▸ Данные

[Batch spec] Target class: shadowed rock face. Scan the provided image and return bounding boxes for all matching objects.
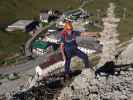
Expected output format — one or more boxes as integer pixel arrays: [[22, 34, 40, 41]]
[[58, 65, 133, 100], [10, 70, 81, 100]]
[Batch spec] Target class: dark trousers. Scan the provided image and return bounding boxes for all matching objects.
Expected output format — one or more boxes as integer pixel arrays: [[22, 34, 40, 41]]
[[65, 48, 90, 74]]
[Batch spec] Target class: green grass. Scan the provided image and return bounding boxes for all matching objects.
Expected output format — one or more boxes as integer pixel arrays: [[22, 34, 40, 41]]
[[84, 0, 133, 42], [0, 30, 30, 62]]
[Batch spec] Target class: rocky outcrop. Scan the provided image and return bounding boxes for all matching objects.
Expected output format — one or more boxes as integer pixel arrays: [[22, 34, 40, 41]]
[[98, 3, 120, 67], [58, 66, 133, 100]]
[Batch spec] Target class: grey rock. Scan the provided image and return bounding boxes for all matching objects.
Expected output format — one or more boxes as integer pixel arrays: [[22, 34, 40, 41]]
[[8, 73, 19, 80]]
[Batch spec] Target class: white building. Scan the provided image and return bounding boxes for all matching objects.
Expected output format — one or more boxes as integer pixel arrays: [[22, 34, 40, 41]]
[[6, 20, 33, 31]]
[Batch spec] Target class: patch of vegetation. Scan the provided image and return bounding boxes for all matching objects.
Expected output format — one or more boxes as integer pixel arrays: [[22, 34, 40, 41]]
[[0, 30, 29, 62]]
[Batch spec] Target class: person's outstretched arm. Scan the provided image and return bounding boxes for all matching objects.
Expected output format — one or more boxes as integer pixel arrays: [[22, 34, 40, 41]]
[[60, 43, 66, 61]]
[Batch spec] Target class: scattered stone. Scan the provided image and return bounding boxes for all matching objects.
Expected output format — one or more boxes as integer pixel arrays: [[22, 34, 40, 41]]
[[8, 73, 19, 80]]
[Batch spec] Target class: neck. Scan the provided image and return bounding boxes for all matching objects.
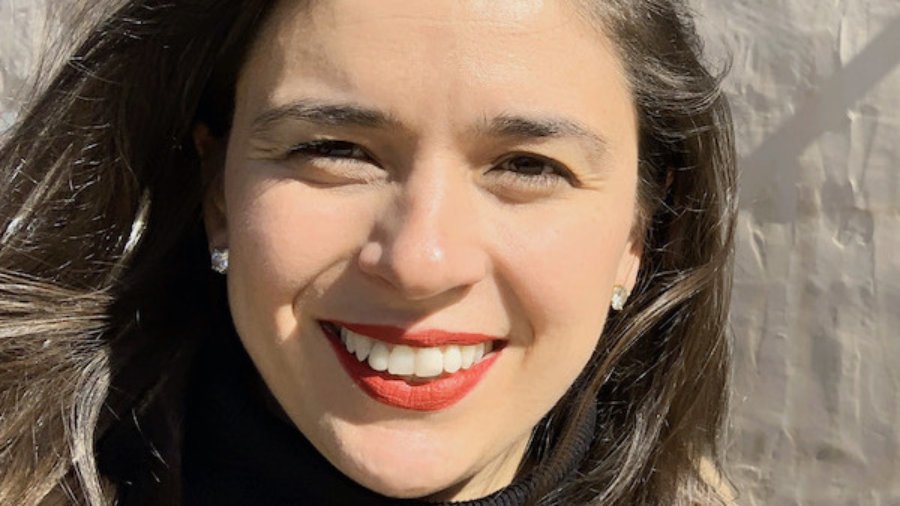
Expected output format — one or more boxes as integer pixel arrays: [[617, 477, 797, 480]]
[[428, 436, 530, 501]]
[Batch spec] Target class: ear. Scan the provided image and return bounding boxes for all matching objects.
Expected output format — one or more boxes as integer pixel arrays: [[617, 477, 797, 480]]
[[193, 123, 228, 250], [616, 233, 644, 293]]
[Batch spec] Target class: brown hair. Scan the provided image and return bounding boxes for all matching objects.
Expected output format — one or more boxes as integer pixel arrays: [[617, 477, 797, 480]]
[[0, 0, 735, 505]]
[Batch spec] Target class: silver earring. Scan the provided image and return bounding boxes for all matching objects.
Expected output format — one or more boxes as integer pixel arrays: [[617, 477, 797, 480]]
[[209, 248, 228, 274], [610, 285, 628, 311]]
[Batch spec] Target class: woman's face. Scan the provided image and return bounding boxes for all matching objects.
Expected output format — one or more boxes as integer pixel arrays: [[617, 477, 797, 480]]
[[201, 0, 640, 499]]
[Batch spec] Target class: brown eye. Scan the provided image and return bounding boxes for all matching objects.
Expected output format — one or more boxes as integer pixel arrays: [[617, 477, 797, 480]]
[[493, 155, 578, 187], [290, 140, 372, 162], [500, 156, 562, 177]]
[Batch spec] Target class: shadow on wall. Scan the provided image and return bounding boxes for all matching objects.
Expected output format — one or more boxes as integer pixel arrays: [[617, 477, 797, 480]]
[[740, 17, 900, 224]]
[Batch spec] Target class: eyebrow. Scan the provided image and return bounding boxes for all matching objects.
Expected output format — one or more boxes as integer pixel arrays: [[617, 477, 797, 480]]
[[479, 114, 608, 155], [252, 99, 608, 155], [252, 100, 400, 134]]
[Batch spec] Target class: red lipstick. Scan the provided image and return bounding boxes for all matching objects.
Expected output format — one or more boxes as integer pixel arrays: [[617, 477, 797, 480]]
[[320, 322, 502, 411], [330, 321, 497, 347]]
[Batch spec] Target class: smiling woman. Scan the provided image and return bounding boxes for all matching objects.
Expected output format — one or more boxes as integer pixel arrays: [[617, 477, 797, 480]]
[[0, 0, 735, 505]]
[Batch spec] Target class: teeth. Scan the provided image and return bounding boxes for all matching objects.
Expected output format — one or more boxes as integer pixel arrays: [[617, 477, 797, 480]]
[[369, 342, 391, 372], [416, 348, 444, 378], [443, 345, 462, 372], [356, 336, 374, 362], [388, 344, 416, 376], [459, 346, 475, 369], [341, 328, 493, 378]]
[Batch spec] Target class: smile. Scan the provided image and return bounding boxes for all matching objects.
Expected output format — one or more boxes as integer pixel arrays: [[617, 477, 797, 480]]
[[319, 322, 506, 411]]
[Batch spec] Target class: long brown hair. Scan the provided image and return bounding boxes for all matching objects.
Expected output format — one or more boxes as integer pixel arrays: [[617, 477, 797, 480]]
[[0, 0, 735, 505]]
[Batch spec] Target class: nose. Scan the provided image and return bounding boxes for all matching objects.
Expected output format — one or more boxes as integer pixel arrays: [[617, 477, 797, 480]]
[[359, 164, 488, 300]]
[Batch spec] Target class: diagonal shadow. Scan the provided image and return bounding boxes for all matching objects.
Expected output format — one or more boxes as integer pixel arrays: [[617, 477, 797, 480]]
[[740, 16, 900, 223]]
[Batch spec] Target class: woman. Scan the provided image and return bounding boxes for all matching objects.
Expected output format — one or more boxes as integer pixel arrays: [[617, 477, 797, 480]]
[[0, 0, 735, 504]]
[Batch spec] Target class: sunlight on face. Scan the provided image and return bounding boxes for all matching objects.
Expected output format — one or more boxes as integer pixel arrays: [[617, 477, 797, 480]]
[[206, 0, 639, 499]]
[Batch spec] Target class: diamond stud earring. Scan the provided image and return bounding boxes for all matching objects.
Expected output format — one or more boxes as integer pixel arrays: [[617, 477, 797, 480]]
[[610, 285, 628, 311], [209, 248, 228, 274]]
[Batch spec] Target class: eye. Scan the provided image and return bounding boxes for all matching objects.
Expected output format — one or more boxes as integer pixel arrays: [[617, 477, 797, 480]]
[[492, 155, 578, 187], [289, 139, 373, 162]]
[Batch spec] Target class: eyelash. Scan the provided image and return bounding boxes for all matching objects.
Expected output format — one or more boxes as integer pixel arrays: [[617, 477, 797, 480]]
[[288, 139, 374, 163], [288, 139, 578, 188]]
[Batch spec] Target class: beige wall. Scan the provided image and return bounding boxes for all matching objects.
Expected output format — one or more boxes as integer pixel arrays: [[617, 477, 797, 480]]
[[692, 0, 900, 505], [0, 0, 900, 505]]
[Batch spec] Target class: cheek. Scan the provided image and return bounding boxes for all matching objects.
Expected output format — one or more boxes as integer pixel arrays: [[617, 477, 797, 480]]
[[504, 208, 627, 336], [226, 174, 373, 339]]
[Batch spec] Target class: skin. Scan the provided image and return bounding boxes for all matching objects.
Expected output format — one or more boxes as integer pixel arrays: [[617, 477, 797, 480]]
[[196, 0, 641, 500]]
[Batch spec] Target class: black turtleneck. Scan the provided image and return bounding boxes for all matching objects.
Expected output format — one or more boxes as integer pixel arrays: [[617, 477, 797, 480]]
[[182, 337, 595, 506]]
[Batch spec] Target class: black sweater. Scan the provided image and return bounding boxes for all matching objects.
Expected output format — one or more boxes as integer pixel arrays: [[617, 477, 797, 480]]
[[182, 332, 595, 506]]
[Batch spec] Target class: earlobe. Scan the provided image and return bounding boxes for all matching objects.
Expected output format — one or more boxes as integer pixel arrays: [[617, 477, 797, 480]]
[[616, 234, 644, 293], [193, 123, 228, 250]]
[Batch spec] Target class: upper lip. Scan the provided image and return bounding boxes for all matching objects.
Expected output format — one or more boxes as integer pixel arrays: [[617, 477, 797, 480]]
[[324, 320, 501, 347]]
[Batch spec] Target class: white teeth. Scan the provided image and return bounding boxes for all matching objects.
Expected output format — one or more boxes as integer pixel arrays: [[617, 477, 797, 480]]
[[388, 344, 416, 376], [341, 328, 493, 378], [444, 345, 462, 373], [369, 341, 391, 372], [356, 336, 373, 362], [459, 346, 475, 369], [416, 348, 444, 378], [474, 343, 484, 364]]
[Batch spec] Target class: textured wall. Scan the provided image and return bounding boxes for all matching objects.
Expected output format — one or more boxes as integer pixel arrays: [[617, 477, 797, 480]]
[[692, 0, 900, 505], [0, 0, 900, 506]]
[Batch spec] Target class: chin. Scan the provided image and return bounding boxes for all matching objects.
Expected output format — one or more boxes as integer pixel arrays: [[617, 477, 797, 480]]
[[326, 427, 474, 499]]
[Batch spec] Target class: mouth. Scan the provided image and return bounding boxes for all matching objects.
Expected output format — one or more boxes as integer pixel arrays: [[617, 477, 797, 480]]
[[319, 321, 506, 411]]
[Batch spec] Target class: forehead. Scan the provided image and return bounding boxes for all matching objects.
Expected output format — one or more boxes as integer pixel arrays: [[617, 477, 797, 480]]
[[237, 0, 634, 146]]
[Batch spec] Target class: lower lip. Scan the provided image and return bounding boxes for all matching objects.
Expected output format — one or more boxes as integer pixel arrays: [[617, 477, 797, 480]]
[[323, 328, 502, 411]]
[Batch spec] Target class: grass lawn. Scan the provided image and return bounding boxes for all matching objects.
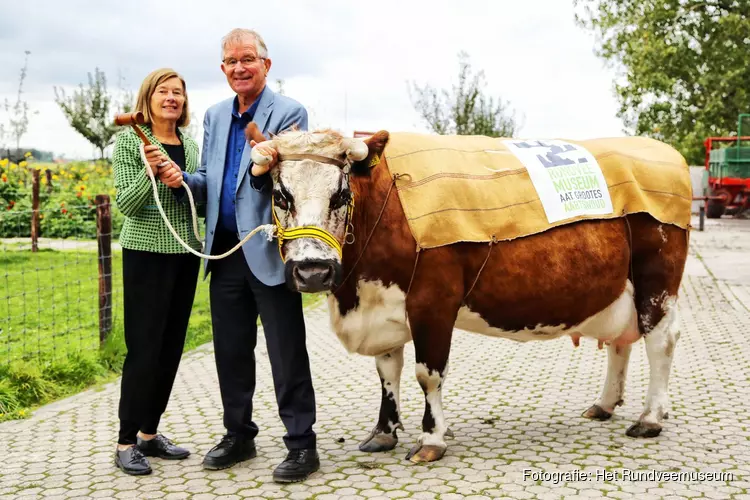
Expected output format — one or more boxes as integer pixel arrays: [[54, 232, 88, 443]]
[[0, 249, 322, 421]]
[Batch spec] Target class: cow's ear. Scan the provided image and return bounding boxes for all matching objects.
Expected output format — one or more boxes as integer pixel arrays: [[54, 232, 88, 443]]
[[352, 130, 389, 176]]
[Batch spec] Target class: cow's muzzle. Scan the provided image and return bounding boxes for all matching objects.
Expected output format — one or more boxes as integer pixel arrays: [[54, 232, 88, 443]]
[[284, 259, 341, 293]]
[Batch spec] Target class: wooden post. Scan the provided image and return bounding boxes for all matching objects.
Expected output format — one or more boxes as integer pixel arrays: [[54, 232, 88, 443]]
[[31, 168, 39, 252], [96, 194, 112, 343]]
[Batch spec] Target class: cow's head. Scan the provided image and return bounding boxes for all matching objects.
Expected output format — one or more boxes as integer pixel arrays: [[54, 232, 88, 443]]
[[251, 130, 388, 293]]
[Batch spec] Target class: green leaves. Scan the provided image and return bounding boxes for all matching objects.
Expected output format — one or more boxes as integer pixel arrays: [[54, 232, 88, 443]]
[[574, 0, 750, 165], [409, 52, 519, 137], [54, 68, 130, 159]]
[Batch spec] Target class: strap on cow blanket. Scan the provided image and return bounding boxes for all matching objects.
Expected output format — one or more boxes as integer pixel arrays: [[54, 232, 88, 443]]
[[463, 234, 498, 304], [333, 174, 406, 295]]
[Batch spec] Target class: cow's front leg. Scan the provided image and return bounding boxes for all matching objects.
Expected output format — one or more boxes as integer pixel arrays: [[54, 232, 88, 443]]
[[359, 346, 404, 452], [406, 308, 455, 463], [406, 355, 449, 463], [626, 298, 680, 437], [583, 344, 632, 420]]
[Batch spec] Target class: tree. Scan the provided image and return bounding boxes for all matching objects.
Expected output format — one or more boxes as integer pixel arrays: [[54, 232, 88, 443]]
[[55, 68, 131, 159], [574, 0, 750, 165], [409, 51, 519, 137], [0, 50, 36, 158]]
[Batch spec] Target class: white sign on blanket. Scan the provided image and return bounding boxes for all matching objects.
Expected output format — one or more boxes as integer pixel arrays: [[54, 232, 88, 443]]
[[503, 139, 613, 223]]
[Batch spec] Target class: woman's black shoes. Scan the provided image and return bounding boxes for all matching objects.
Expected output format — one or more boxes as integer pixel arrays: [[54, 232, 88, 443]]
[[115, 446, 151, 476], [138, 434, 190, 460]]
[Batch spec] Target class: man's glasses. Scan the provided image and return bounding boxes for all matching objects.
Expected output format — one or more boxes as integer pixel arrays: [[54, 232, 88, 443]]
[[222, 56, 265, 69]]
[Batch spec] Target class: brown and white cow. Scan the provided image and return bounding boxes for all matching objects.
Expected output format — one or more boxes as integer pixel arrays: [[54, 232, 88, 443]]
[[252, 131, 688, 462]]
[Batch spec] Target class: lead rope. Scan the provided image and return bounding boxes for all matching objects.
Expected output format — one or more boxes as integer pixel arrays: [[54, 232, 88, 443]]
[[139, 144, 276, 260]]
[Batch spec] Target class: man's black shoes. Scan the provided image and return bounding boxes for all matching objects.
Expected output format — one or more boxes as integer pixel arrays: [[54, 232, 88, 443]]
[[203, 434, 257, 470], [273, 448, 320, 483], [115, 446, 151, 476], [138, 434, 190, 460]]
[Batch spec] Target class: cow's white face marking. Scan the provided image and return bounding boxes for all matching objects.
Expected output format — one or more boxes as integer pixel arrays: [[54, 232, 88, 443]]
[[328, 280, 411, 356], [456, 280, 639, 343], [273, 160, 350, 262], [250, 130, 369, 264]]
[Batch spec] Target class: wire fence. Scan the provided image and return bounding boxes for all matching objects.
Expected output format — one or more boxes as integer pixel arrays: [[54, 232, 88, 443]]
[[0, 196, 208, 366]]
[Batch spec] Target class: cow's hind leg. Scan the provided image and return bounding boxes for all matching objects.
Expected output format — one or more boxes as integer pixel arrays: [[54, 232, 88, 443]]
[[627, 216, 688, 437], [583, 344, 632, 420], [627, 296, 680, 437], [359, 346, 404, 452]]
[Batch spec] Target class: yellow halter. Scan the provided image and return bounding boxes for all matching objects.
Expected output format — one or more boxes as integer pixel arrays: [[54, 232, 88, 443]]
[[271, 151, 354, 262]]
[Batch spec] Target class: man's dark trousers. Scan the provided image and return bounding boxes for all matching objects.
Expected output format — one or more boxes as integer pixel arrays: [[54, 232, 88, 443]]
[[210, 231, 316, 450]]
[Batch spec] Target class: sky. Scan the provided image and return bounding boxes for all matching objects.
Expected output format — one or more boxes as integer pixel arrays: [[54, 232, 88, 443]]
[[0, 0, 624, 159]]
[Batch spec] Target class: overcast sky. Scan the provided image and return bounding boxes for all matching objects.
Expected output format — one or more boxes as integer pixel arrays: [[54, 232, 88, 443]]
[[0, 0, 623, 158]]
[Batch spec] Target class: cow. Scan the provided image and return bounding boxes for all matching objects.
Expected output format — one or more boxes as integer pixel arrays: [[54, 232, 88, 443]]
[[251, 130, 688, 463]]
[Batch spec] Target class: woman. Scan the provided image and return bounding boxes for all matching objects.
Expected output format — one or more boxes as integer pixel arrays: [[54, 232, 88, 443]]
[[113, 68, 201, 475]]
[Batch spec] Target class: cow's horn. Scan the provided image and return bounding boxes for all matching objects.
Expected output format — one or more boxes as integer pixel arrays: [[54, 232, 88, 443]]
[[250, 140, 276, 165], [344, 138, 369, 161]]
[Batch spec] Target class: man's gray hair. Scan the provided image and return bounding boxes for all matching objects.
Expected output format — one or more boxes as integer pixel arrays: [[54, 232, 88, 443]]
[[221, 28, 268, 58]]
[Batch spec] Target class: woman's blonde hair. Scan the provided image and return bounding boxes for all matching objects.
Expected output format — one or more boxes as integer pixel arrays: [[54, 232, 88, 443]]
[[133, 68, 190, 127]]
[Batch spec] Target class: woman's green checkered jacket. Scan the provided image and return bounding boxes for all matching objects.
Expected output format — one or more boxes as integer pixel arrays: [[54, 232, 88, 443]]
[[112, 126, 201, 253]]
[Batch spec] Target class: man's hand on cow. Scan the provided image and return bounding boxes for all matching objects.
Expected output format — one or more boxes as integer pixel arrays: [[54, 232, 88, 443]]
[[159, 161, 182, 188], [250, 141, 279, 177], [143, 144, 169, 176]]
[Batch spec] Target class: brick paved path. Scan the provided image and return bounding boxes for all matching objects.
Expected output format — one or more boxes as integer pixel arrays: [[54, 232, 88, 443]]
[[0, 214, 750, 500]]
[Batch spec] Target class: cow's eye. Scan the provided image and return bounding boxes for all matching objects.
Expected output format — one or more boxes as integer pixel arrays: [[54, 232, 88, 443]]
[[273, 191, 289, 210], [331, 189, 352, 210]]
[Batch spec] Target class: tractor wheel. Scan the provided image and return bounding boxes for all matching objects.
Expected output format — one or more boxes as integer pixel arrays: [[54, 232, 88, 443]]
[[706, 189, 732, 219]]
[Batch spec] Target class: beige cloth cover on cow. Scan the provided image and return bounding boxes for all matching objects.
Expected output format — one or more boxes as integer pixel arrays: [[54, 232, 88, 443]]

▸ Задание
Перепишите фрагмент записей от строки с "[Batch spec] Target class: man's glasses." до строки с "346, 404, 452]]" включительно, подставив "metal fence" вместо "wire fence". Всё остальное оставьте как есть.

▸ Ответ ниже
[Batch spec] Target class: man's glasses. Scan the provided image and return bounding boxes for all matching objects.
Expected output format — one or more boxes as integer pixel arrays: [[54, 232, 88, 443]]
[[222, 56, 265, 69]]
[Batch spec] Target class: brown and white cow. Scan the provided image and return bounding boxes for all matching objects.
Expected output format — one or more boxes as integer pixel arrays: [[54, 232, 88, 443]]
[[252, 131, 688, 462]]
[Batch spec] Target class: lead rope. Scan the provided image and return bounding boxes for all matching objects.
Expected output format — one or more boxes as integer pixel arrays: [[54, 232, 88, 443]]
[[139, 144, 276, 260]]
[Batch spec] Target class: man's black shoes. Scan the provided image and return bounding boxes for all matching objects.
Expected output format — one or more boxes as integer pixel arrays: [[54, 232, 88, 443]]
[[203, 434, 257, 470], [273, 448, 320, 483], [115, 446, 151, 476], [138, 434, 190, 460]]
[Batch spec] Target class: cow's white face marking. Scan the provided image and return bounding boxes for all matching objects.
Expected output format — one or more boxes as integer pixel arrays: [[54, 232, 88, 443]]
[[328, 280, 411, 356], [456, 280, 639, 343], [273, 160, 350, 262], [250, 130, 369, 264]]
[Batch spec] Target class: metal fence. Scan the provided image and return bounding boxes for all matching objects.
Expected output format — one or more boxes as integer pixel arrays: [[54, 232, 88, 443]]
[[0, 196, 208, 366]]
[Batch spec] Target class: cow's hind leg. Scan the provided image and return bounding boxes for all matching objects.
Expected output format — one or more boxes as integer pixel arrays: [[54, 232, 88, 443]]
[[627, 216, 688, 437], [583, 344, 632, 420], [627, 296, 680, 437], [359, 346, 404, 452]]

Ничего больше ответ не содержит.